DIRECTIONS FOR THIS TASK
Search the entries for the word "visibility" and report each line that has it.

Point localization data
== Segment start ==

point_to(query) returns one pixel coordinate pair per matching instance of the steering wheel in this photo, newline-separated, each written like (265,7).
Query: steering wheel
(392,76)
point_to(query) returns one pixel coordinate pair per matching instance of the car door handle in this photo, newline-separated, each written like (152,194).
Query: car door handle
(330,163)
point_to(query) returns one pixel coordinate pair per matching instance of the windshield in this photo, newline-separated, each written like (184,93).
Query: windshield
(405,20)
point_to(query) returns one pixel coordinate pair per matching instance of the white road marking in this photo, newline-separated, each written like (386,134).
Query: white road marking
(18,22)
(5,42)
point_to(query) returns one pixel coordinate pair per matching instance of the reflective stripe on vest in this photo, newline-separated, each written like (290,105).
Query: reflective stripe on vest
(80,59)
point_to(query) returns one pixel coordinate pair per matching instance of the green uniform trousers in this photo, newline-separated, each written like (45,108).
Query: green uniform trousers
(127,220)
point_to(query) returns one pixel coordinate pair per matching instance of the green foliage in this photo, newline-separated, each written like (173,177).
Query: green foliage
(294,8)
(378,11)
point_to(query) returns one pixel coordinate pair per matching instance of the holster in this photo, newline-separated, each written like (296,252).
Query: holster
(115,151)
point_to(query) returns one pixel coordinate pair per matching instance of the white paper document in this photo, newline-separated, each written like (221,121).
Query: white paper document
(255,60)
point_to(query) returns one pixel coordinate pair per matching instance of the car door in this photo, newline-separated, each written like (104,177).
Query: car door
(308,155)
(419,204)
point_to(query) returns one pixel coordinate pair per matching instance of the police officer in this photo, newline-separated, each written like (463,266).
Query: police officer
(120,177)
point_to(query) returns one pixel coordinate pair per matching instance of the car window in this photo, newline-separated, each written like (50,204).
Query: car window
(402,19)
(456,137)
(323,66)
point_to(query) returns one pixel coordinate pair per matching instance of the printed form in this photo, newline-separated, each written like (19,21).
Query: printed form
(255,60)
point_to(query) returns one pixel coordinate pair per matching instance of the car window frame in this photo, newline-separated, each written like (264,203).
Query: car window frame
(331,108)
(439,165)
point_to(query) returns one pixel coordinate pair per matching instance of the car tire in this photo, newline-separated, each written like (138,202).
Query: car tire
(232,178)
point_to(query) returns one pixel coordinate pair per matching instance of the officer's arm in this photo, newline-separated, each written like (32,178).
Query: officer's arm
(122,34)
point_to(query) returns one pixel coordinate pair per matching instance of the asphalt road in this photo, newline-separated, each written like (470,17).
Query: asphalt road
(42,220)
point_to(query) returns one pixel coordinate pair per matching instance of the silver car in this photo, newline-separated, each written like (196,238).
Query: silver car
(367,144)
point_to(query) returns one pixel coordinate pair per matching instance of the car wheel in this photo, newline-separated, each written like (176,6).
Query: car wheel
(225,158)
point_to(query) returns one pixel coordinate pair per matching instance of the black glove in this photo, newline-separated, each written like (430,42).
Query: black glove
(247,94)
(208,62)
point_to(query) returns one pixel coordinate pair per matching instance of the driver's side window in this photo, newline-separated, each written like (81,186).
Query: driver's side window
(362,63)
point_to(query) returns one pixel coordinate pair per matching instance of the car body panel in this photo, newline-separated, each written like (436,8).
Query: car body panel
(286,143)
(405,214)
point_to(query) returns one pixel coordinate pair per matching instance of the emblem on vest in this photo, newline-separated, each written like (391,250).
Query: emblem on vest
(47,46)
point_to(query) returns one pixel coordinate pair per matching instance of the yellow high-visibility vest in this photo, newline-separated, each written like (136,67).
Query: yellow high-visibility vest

== Segment end ==

SOLUTION FOR THIS TASK
point_to(query) returns one pixel coordinate pair per matching instance of the yellow high-visibility vest in this photo, newline-separated, each written like (136,67).
Query: yellow high-visibility vest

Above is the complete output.